→ **Job 1**
In the speech on private splendor and public service, where were the Spartans compelled to stake everything on a single day?

→ **Provided passage**
>> Start
Custom regards such displays as honorable, and they can not be made without
leaving behind them an impression of power. Again, any splendor that I may have
exhibited at home in providing choruses or otherwise, is naturally envied to by
my fellow citizens, but in the eyes of foreigners has an air of strength as in
the other instance. And this is no useless folly, when a man at his own private
cost benefits not himself only, but his city. Nor is it unfair that he, who
prides himself on his position, should refuse to be equated with the rest. He,
who is badly off, has his misfortunes all to himself. As we do not see men
courted in adversity, on the like principle a man ought to accept the insolence
of prosperity. Or else, let him first allot out equal measure to all, and then
demand to have it allotted out to him. What I know is that persons of this kind,
who have attained to any distinction (although they may be unpopular in their
lifetime, in their relations with their fellow men and especially with their
equals), leave to posterity the desire of claiming connection with them, even
without any ground. And they are boasted by the country to which they belonged,
not as strangers or evildoers, but as fellow countrymen and heroes. Such are my
aspirations and, however, I am abused for them in my private life, the question
is whether anyone manages public affairs better than I do. Having united the
most powerful States of the Peloponnesus, without great danger or expense to
you, I compelled the Spartans to make their stake upon the issue of a single day
at Mantinea; and although victorious in the battle, they have never since fully
recovered confidence.
>> End
→ **Data section**
>> Start
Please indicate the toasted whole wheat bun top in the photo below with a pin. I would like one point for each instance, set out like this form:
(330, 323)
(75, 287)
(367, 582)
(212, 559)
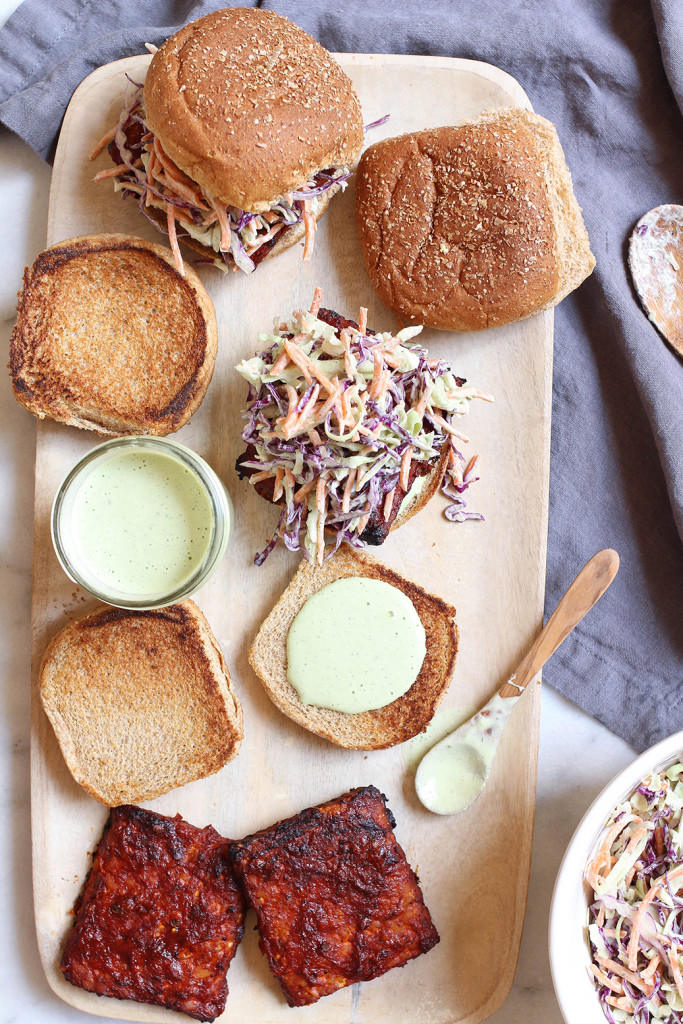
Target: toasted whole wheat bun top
(249, 105)
(111, 338)
(140, 701)
(471, 226)
(396, 722)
>> End
→ **Job 2**
Write out every line of the records above again, including the request and its sample coordinates left as they are. Multiply each answer coordinate by 0.6 and round to a whole number, with halves rounded up. Leave the picture out.

→ **Task response 1**
At Mantinea.

→ **Task response 2**
Please indicate the toasted whole wheat bun top in the photo below with a pin. I would like one point for each instance, set out like this form:
(330, 323)
(75, 287)
(367, 582)
(212, 559)
Target: toasted whole wheat bun top
(149, 63)
(67, 203)
(84, 421)
(283, 136)
(238, 433)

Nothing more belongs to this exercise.